> _INSTRUCTIONS FOR THE TASK_:
Render every line of the records below as a JSON list of strings, one string per line, skipping blank lines and leaving out the pictures.

> _MATERIAL FOR THIS EXERCISE_:

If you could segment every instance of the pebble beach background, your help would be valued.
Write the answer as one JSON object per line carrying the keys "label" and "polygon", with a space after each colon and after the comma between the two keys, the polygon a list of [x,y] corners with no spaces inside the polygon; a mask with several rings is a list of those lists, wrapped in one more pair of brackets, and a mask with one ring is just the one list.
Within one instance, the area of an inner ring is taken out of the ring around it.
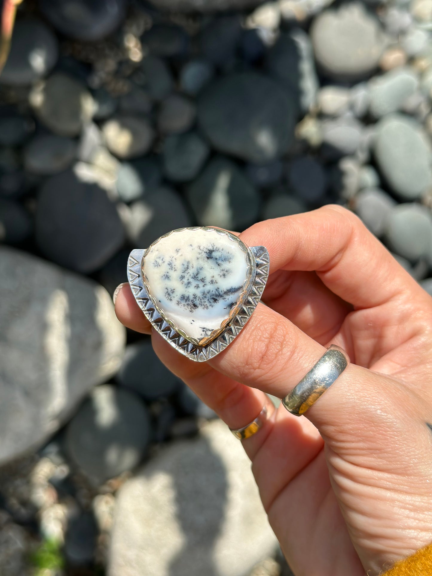
{"label": "pebble beach background", "polygon": [[0,75],[2,576],[291,575],[240,443],[111,297],[166,232],[329,203],[432,293],[431,40],[432,0],[24,0]]}

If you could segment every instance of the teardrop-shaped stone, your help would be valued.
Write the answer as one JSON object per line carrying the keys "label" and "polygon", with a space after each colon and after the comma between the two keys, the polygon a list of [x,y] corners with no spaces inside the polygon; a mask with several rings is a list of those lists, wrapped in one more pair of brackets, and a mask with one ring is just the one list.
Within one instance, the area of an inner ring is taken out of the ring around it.
{"label": "teardrop-shaped stone", "polygon": [[187,338],[208,338],[241,299],[250,271],[247,251],[241,240],[219,229],[175,230],[145,253],[149,295]]}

> _RESULT_:
[
  "If you could segment every instance of the pebble beach background, your help would be valued.",
  "Write the answer as one JSON object per line carrying the keys \"label\" and \"polygon\", with a space after each colon and after the comma between the two keys, the polygon a list of [x,y] corners with no spaces inside the polygon; a mask with several rings is a list of those lists, wrapped in one more pair of brackets, and a mask with one ring is just the one list.",
  "Within one instance, the area of an inner ring is taken out of the ring around it.",
  "{\"label\": \"pebble beach background\", \"polygon\": [[0,75],[2,576],[291,575],[240,443],[111,297],[166,232],[329,203],[432,293],[431,40],[432,0],[24,0]]}",
  "If you could segment every instance of the teardrop-shaped stone, your help would be valued.",
  "Write the answer as one JSON object per line carrying the keys \"label\" and \"polygon\", with a space after each colon and after the comma between the two keys, the polygon a list of [x,y] corners with no spaces inside the polygon; a mask with several rings is a list of those lists, wrapped in one more pair of brackets, and a mask with one ring is just the one list.",
  "Within one instance, the area of an inner ring is taken out of the ring around it.",
  "{\"label\": \"teardrop-shaped stone\", \"polygon\": [[187,338],[208,338],[241,299],[250,271],[247,251],[241,240],[219,229],[175,230],[145,253],[149,295]]}"
]